**LAVORO DA SVOLGERE**
(1) Nel testo sulla proprietà privata, riassumi il paragrafo che comincia con «La tradizione cristiana non ha mai riconosciuto», conservandone i fatti principali.
(2) Scrivi il seguito del testo sulla proprietà privata, partendo dopo la sua ultima frase.

*** TESTO DELLA PAGINA

E’ qui l’origine della proprietà individuale (CA 31: AAS 83(1991) 832).
La proprietà privata e le altre forme di possesso privato dei beni “assicurano
ad ognuno lo spazio effettivamente necessario per l’autonomia personale e
familiare, e devono essere considerati come un prolungamento della libertà
umana. Costituiscono in definitiva una delle condizioni delle libertà civili,
in quanto producono stimoli ad osservare il dovere e la responsabilità” (GS 71: AAS 58(1966) 1092-1093). La proprietà privata è elemento essenziale
di una politica economica autenticamente sociale e democratica ed è garanzia di
un retto ordine sociale. La dottrina sociale richiede che la proprietà dei beni
sia equamente accessibile a tutti (CA
6: AAS 83(1991) 800-801) così che
tutti diventino, almeno in qualche misura, proprietari, ed esclude il ricorso a
forme di “comune e promiscuo dominio” (RN:Acta Leonis XIII 11 (1892) 102).
La tradizione
cristiana non ha mai riconosciuto il
diritto alla proprietà privata come assoluto e intoccabile: “Al contrario,
essa l’ha sempre inteso nel più vasto contesto del comune diritto di tutti ad
usare i beni dell’intera creazione: il diritto della proprietà privata come
subordinato al diritto dell’uso comune, alla destinazione universale dei beni”
(LE 14: AAS 73(1981 613). Il principio della destinazione universale dei
beni afferma sia la piena e perenne signoria di Dio su ogni realtà, sia
l’esigenza che i beni del creato rimangano finalizzati e destinati allo
sviluppo di tutto l’uomo e dell’intera umanità (GS 69; CCC 2402-2406).
Tale principio non si oppone al diritto di proprietà, ma indica la necessità di
regolamentarlo. La proprietà privata,
infatti, quali che siano le forme concrete dei regimi e delle norme giuridiche
ad essa relative, è, nella sua essenza, solo uno strumento per il rispetto del
principio della destinazione universale dei beni, e quindi, in ultima analisi,
non un fine ma un mezzo (PP
22-23: AAS 59 (1967) 268-269).
L’insegnamento
sociale della Chiesa esorta a riconoscere la funzione sociale di qualsiasi
forma di possesso privato con il chiaro riferimento alle esigenze imprescindibili
del bene comune (cf. MM: AAS 53 (1961) 430-431); Giovanni Paolo
II, Discorso alla Terza Conferenza
Generale dell’Episcopato Latinoamericano, Puebla (28 gennaio 1979), III/4: AAS 71 (1979) 199-201). La destinazione
universale dei beni comporta dei vincoli sul loro uso da parte dei legittimi
proprietari. La singola persona non può operare a prescindere dagli effetti
dell’uso delle proprie risorse, ma deve agire in modo da perseguire, oltre che
il vantaggio personale e familiare, anche il bene comune. Ne consegue il dovere
da parte dei proprietari di non tenere inoperosi i beni posseduti e di
destinarli all’attività produttiva, anche affidandoli a chi ha desiderio e
capacità di avviarli a produzione.

******
*** VOCI ELENCATE

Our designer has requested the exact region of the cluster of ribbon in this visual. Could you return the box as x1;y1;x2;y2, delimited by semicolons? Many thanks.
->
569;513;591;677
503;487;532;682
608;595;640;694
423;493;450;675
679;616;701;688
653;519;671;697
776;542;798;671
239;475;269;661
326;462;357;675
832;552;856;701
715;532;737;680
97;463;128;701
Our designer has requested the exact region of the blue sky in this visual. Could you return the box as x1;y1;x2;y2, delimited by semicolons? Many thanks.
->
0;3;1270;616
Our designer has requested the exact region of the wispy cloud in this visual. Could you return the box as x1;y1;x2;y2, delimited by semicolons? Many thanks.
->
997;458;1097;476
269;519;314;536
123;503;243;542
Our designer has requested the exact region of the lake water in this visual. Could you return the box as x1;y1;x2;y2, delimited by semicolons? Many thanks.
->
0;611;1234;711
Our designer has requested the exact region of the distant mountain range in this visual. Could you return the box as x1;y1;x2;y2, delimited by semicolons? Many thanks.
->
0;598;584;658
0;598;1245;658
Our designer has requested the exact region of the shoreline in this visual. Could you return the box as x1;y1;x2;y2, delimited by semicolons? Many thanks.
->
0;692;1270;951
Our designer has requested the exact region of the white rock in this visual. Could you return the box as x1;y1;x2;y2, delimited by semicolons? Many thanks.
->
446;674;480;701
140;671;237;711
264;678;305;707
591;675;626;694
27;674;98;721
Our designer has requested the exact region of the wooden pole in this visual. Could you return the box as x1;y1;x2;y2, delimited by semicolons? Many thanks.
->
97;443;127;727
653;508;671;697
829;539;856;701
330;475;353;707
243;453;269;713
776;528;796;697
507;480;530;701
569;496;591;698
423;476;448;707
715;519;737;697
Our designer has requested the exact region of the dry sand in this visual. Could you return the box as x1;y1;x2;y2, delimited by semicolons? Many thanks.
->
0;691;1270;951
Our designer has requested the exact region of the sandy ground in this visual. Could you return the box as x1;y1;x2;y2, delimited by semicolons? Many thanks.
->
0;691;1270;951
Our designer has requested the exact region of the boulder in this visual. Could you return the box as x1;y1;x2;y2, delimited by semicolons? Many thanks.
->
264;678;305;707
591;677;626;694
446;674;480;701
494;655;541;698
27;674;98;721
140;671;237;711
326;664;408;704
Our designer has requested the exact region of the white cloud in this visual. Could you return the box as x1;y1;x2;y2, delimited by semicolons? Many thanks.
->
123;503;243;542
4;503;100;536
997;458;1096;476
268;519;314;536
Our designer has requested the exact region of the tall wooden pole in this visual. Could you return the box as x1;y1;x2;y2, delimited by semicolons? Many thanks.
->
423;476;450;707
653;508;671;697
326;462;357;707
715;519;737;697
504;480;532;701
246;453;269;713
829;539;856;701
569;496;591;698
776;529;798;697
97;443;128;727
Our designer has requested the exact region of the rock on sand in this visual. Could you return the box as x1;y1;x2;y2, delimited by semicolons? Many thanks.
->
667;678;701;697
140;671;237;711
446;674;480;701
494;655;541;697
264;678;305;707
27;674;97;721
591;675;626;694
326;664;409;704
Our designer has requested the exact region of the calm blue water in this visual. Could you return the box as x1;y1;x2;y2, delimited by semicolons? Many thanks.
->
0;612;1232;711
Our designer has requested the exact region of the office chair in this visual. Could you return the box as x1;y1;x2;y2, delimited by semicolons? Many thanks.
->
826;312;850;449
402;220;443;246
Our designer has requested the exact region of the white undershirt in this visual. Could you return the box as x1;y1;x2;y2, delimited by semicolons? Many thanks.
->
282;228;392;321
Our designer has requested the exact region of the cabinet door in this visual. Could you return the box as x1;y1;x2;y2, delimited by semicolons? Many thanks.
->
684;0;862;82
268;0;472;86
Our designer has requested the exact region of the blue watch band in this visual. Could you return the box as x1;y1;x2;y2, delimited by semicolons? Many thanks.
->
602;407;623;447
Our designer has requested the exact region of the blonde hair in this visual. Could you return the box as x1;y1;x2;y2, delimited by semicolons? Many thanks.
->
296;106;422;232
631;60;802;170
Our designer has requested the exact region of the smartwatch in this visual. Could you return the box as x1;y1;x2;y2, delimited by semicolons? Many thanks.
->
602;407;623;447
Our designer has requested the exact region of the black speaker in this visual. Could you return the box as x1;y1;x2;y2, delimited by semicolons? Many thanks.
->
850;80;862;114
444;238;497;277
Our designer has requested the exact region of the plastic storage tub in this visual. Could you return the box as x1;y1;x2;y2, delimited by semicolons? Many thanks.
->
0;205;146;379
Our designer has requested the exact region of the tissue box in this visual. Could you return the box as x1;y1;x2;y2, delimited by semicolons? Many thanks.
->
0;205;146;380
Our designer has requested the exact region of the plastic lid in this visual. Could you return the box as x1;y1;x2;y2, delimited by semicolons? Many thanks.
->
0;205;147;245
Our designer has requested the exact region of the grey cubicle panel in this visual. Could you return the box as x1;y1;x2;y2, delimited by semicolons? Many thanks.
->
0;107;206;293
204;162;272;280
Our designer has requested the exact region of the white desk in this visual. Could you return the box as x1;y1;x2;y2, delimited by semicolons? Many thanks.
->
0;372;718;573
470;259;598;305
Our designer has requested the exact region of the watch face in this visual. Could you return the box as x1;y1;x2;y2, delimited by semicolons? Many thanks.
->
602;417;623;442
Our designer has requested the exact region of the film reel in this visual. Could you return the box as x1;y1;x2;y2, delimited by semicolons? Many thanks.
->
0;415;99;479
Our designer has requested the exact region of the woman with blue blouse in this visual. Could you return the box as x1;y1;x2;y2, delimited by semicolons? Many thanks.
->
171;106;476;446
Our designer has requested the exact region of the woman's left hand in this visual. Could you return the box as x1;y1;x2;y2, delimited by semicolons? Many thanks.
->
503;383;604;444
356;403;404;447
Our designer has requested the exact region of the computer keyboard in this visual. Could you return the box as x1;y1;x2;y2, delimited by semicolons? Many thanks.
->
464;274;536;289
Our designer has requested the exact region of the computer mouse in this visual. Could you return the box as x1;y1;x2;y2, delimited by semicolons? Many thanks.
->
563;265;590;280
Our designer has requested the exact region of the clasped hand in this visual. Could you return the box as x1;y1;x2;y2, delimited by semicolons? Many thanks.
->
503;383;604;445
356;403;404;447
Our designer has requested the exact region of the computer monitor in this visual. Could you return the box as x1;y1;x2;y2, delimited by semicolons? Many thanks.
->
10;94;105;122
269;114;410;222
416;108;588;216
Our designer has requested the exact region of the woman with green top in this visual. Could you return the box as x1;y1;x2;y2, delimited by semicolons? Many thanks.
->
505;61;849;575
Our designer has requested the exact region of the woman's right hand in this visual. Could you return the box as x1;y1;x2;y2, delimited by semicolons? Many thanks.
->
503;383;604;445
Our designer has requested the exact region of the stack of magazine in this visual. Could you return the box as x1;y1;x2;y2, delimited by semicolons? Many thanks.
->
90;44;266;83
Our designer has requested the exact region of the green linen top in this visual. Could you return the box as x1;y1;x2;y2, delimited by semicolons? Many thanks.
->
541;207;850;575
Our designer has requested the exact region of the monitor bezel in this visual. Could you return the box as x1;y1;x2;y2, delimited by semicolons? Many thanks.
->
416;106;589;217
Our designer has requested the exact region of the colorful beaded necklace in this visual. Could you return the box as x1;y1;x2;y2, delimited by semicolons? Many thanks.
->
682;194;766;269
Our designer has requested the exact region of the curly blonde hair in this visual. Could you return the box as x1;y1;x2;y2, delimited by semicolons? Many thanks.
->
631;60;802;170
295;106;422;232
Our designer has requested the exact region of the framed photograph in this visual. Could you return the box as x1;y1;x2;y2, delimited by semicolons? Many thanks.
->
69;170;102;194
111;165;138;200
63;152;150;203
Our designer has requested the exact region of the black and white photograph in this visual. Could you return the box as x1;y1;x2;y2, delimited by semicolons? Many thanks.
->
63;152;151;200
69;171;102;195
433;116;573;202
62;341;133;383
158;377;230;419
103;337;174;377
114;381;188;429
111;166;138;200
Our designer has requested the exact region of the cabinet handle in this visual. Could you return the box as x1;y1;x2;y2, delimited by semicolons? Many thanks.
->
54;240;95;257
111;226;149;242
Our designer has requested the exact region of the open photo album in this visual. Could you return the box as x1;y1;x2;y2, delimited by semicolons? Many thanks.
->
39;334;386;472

******

**RISPOSTE IN ORDINE**
(1) La tradizione cristiana non ha mai considerato assoluto e intoccabile il diritto alla proprietà privata. Lo ha sempre subordinato al diritto comune di tutti a usare i beni del creato, cioè alla loro destinazione universale. Questo principio afferma la piena e perenne signoria di Dio su ogni realtà. Chiede inoltre che i beni del creato servano allo sviluppo di tutto l'uomo e dell'intera umanità. Non si oppone al diritto di proprietà, ma richiede di regolamentarlo. La proprietà privata, qualunque sia la sua forma giuridica, è solo uno strumento per rispettare tale principio: un mezzo, non un fine.

(2)
Già il papa
Leone XIII nella Rerum Novarum, alla
fine del XIX secolo, contro il socialismo del suo tempo che proponeva il
collettivismo, affermava il carattere naturale della proprietà privata, come
diritto fondamentale per l’autonomia e lo sviluppo della persona. La Chiesa, però, ha sempre
insegnato che la proprietà privata porta
in sé una forte ipoteca sociale. E’ come dire: ciò che hai è per te e per
la tua famiglia, ma anche per gli altri. Il possesso dei beni è lecito perché
assicura una necessaria autonomia personale e familiare che garantisce la
libertà, ma occorre tener conto che la terra è di Dio ed è quindi destinata al
bene di tutti gli uomini. Afferma il concilio Vaticano II:
“L’uomo, usando di questi beni, deve considerare le
cose esteriori che legittimamente possiede, non solo come proprie, ma anche
come comuni, nel senso che possono giovare non unicamente a lui, ma anche agli
altri… La proprietà privata ha per sua natura anche una funzione sociale, che
si fonda sulla legge della comune destinazione dei beni” (GS 69.71: EV
1/1551.1558).
E’ l’unico
Creatore che ha affidato la terra all’uomo perché la coltivi con il suo lavoro
e ne goda i frutti. Il lavoro è la risposta dell’uomo al dono di Dio e per
mezzo di esso egli prende possesso di una parte della terra, ma ciò non può
avvenire escludendo qualcuno, bensì in una visione solidale e universale.
Se i due
fattori che sono al principio di ogni società umana sono il lavoro e la terra,
nel nostro tempo è soprattutto il lavoro
che ha acquistato rilevanza per produrre ricchezza e si intreccia con quello
degli altri:
“Oggi più che mai lavorare è un lavorare
con gli altri e per gli altri; è un fare qualcosa per qualcuno. Il lavoro è
tanto più fecondo e produttivo, quanto più l’uomo, è capace di conoscere le
potenzialità produttive della terra e di leggere in profondità i bisogni
dell’altro uomo, per il quale il lavoro è fatto” (CA 31: EV 13/173).
L’attuale fase
storica, mettendo a disposizione della società beni nuovi, del tutto
sconosciuti fino ai tempi recenti, impone una
rilettura del principio del destini universale dei beni della terra,
rendendone necessaria un’estensione che comprenda anche i frutti del recente progresso economico e tecnologico. La proprietà
dei nuovi beni, che provengono dalla conoscenza, dalla tecnica e dal sapere,
diventa sempre più decisiva, perché su di essa “si fonda la ricchezza delle
Nazioni industrializzate molto più che su quella delle risorse naturali” (CA 32: AAS 83(1991) 832).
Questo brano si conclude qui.